_TAREA 1_
Reúne todas las líneas del listado que contengan la palabra "clicks".

_TEXTO DADO_

Es justamente por esta coyuntura que la reciente cumbre UE-Celac es relevante. Es cierto que la complejidad de la relación entre ambos bloques es evidente. En los últimos 8 años se suspendieron las cumbres por discrepancias sobre Venezuela. Y el acuerdo comercial UE-Mercosur, pactado en 2019 tras 20 años de negociaciones, volvió a encallar. Resistencia latinoamericana a nuevas exigencias medioambientales y pulsión proteccionista europea.

La negativa latinoamericana a la retórica europea sobre Ucrania en la declaración final y el veto al presidente Zelenski muestran diferencias notables. Con Venezuela, Cuba y Nicaragua, pero también con quienes mantienen una calculada ambigüedad o apoyan tácitamente a Putin al responsabilizar a Occidente de la guerra, Lula da Silva a la cabeza. Ello conecta con recriminaciones históricas de moralismo y desatención con los europeos.

_TAREA 2_
Retoma el texto sobre la cumbre UE-Celac y continúalo a partir de su última oración.

_ENTRADAS DEL LISTADO_
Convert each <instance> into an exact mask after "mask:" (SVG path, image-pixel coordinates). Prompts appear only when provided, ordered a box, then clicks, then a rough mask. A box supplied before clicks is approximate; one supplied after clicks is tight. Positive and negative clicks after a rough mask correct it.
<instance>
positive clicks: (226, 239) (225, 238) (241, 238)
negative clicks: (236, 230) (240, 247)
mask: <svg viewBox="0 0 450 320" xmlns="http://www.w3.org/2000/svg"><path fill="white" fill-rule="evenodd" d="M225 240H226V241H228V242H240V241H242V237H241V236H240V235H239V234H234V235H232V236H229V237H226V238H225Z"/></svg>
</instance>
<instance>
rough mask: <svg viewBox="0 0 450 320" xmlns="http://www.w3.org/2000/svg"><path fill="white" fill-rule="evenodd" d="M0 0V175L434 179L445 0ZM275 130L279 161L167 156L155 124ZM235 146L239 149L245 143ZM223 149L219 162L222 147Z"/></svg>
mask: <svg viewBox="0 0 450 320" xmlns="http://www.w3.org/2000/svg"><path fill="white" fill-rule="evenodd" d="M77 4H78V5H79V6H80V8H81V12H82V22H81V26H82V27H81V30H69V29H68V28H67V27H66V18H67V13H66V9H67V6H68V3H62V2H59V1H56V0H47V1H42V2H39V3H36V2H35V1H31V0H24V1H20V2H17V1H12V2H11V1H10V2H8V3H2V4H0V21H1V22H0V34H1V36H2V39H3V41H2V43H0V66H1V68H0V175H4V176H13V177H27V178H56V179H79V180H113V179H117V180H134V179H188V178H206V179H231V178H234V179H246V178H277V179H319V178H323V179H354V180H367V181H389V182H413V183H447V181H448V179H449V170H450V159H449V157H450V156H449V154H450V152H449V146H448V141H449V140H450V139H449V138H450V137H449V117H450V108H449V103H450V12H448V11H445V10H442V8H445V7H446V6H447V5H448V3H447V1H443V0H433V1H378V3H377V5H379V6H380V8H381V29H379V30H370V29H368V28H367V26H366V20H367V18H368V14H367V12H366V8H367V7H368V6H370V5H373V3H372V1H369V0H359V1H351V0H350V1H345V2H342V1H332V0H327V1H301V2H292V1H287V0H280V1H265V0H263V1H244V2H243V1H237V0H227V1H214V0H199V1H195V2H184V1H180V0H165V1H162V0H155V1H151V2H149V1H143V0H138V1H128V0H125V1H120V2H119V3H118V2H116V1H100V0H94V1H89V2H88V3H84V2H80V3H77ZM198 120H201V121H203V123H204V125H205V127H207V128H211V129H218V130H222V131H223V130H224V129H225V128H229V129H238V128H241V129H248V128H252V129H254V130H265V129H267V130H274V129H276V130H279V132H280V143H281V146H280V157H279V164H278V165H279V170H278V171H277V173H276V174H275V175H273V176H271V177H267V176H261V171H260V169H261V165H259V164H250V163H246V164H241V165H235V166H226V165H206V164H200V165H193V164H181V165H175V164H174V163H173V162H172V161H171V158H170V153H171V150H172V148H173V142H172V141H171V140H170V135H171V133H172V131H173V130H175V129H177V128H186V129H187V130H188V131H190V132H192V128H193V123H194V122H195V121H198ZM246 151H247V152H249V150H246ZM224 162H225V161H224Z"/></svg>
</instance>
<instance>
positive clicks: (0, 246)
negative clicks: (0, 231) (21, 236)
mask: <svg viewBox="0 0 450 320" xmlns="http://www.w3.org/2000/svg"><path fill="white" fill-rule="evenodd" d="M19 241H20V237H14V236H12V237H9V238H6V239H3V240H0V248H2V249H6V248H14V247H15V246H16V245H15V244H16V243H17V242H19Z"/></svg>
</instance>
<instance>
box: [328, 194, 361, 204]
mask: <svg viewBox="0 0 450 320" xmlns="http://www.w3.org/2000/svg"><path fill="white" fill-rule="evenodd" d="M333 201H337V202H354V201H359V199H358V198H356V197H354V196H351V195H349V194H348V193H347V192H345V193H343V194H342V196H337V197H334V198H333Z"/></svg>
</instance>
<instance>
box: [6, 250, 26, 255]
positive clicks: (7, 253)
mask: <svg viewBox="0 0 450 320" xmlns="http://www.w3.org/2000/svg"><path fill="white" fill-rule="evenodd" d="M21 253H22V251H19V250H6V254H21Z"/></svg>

---

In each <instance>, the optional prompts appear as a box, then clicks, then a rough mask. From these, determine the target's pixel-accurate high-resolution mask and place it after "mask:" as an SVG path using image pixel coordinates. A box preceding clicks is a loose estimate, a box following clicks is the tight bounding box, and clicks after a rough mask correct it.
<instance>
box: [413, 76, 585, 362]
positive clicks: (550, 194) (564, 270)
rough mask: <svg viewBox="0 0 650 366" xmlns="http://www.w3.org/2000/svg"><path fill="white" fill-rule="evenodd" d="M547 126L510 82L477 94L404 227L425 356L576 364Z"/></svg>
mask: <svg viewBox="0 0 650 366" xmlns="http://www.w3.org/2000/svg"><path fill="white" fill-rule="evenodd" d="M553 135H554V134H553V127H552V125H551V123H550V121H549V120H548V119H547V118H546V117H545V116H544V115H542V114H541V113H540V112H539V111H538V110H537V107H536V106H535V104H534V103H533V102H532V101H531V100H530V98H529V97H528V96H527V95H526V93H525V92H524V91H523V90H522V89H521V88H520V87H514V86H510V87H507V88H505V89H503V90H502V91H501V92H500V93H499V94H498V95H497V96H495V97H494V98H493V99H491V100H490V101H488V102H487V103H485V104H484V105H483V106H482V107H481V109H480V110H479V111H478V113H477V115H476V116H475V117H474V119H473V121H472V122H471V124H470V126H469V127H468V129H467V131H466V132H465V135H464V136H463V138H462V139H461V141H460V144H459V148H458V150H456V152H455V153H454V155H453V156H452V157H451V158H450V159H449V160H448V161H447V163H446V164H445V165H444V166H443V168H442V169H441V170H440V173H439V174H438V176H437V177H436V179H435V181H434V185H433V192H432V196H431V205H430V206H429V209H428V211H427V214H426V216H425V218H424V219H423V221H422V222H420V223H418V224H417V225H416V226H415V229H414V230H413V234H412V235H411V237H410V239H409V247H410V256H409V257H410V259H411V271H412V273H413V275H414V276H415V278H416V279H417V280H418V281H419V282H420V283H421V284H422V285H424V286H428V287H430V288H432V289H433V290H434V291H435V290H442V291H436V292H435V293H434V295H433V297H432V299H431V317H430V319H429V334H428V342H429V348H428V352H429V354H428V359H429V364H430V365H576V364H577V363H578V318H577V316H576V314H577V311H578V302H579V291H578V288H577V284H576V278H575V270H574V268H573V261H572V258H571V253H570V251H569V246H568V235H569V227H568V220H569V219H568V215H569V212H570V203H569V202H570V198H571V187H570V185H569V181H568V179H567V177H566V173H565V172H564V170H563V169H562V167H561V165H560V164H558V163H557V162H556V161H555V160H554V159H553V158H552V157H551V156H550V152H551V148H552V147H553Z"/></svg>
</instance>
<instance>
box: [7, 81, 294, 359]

* * *

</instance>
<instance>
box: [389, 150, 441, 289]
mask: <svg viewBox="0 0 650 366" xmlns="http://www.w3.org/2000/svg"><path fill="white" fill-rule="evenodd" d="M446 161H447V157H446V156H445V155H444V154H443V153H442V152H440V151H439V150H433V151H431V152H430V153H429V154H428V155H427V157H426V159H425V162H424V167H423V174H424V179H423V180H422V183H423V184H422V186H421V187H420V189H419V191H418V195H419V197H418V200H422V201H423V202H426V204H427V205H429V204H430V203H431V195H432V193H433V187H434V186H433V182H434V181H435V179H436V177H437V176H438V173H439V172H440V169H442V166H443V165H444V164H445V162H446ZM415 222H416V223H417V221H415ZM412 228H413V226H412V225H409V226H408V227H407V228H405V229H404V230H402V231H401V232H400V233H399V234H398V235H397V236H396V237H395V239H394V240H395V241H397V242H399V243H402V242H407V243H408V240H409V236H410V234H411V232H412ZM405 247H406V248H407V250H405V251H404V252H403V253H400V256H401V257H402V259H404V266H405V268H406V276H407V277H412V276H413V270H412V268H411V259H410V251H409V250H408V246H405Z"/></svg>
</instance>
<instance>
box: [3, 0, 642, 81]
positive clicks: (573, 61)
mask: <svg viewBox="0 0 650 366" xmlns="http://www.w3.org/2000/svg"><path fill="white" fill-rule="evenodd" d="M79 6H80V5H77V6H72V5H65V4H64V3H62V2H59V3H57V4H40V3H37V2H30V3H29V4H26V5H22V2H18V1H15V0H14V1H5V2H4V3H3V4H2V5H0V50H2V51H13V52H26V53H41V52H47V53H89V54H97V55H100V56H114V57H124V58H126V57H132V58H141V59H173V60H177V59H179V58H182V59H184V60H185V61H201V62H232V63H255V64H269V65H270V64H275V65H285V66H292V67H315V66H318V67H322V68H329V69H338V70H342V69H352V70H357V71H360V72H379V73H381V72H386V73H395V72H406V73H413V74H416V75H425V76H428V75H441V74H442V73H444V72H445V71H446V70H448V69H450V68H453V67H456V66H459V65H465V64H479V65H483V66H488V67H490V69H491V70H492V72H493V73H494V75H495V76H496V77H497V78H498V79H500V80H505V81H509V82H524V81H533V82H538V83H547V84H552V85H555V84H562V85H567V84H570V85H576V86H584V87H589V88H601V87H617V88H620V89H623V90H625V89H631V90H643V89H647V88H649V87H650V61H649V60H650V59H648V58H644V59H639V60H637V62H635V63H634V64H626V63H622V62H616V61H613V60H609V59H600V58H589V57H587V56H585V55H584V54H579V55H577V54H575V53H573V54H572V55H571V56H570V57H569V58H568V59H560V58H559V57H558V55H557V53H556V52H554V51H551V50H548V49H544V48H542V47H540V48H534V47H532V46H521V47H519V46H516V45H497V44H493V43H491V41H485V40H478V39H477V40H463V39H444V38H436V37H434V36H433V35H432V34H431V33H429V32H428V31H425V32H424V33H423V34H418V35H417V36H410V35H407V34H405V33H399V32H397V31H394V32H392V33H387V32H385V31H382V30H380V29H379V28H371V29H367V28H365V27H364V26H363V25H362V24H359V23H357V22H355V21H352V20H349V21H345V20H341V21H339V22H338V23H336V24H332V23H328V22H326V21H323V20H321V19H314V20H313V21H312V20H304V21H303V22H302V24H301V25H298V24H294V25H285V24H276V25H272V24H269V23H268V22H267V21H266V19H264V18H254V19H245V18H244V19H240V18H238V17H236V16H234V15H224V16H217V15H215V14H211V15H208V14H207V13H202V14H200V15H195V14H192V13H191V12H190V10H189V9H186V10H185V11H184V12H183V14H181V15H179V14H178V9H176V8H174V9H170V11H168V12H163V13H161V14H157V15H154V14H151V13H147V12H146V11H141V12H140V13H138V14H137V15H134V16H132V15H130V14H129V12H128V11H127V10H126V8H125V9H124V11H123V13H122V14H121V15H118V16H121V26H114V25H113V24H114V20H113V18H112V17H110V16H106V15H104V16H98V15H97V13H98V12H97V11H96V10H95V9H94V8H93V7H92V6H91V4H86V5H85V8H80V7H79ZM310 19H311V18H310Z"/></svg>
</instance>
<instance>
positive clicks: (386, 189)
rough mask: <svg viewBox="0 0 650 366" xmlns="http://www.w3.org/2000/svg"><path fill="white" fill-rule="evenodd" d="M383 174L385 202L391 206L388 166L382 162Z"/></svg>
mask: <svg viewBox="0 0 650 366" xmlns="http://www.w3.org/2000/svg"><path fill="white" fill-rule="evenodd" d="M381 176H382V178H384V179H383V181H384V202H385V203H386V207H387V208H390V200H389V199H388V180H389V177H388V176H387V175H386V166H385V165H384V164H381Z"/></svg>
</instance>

_RESULTADO ESPERADO 1_
Convert each <instance> into an exact mask after "mask:" (SVG path, image-pixel coordinates). Prompts appear only when provided, ordered a box, then clicks, then a rough mask. A box supplied before clicks is approximate; one supplied after clicks is tight. Positive and negative clicks after a rough mask correct it.
positive clicks: (226, 239) (225, 238) (241, 238)
negative clicks: (236, 230) (240, 247)
positive clicks: (0, 246)
negative clicks: (0, 231) (21, 236)
positive clicks: (7, 253)
In each <instance>, the optional prompts appear as a box, then clicks, then a rough mask. From these, determine the target's pixel-accurate high-resolution mask and place it after "mask:" as an SVG path using image pixel coordinates. A box preceding clicks is a loose estimate, a box following clicks is the tight bounding box, and clicks after a rough mask correct it.
positive clicks: (550, 194) (564, 270)
positive clicks: (573, 61)
positive clicks: (386, 189)

_RESULTADO ESPERADO 2_
El desafío económico y geopolítico actual aconseja el entendimiento. Bruselas ve imperativo diversificar su abastecimiento de energía y recursos estratégicos, como el litio. América Latina debe aprovecharlo. La crisis de desarrollo que le azota, por haber crecido por debajo del 1 % en la última década, debería ser suficiente incentivo. Además, una alianza estratégica con la UE le permitiría afianzar una alternativa a China más saludable. Ambas opciones no son excluyentes y servirían para protegerse de los riesgos inherentes del país asiático: una economía doméstica cada vez más sombría o las dependencias que se generan.

La responsabilidad recae en Gobiernos que ven su relación con Pekín como una transacción a corto plazo.

La UE tiene difícil competir con el capitalismo de Estado chino. Sus empresas estatales, que reciben subsidios encubiertos, financiación barata e infinita y trato de favor en su mercado, tienen la misión de garantizar su suministro futuro de commodities.

La UE, además de inversiones e importaciones, ofrece un modelo alternativo de desarrollo en su iniciativa Global Gateway. La sostenibilidad medioambiental y la independencia económica vinculada a las infraestructuras y a las alianzas económicas persiguen “contribuir al desarrollo de los países socios”, dice la UE.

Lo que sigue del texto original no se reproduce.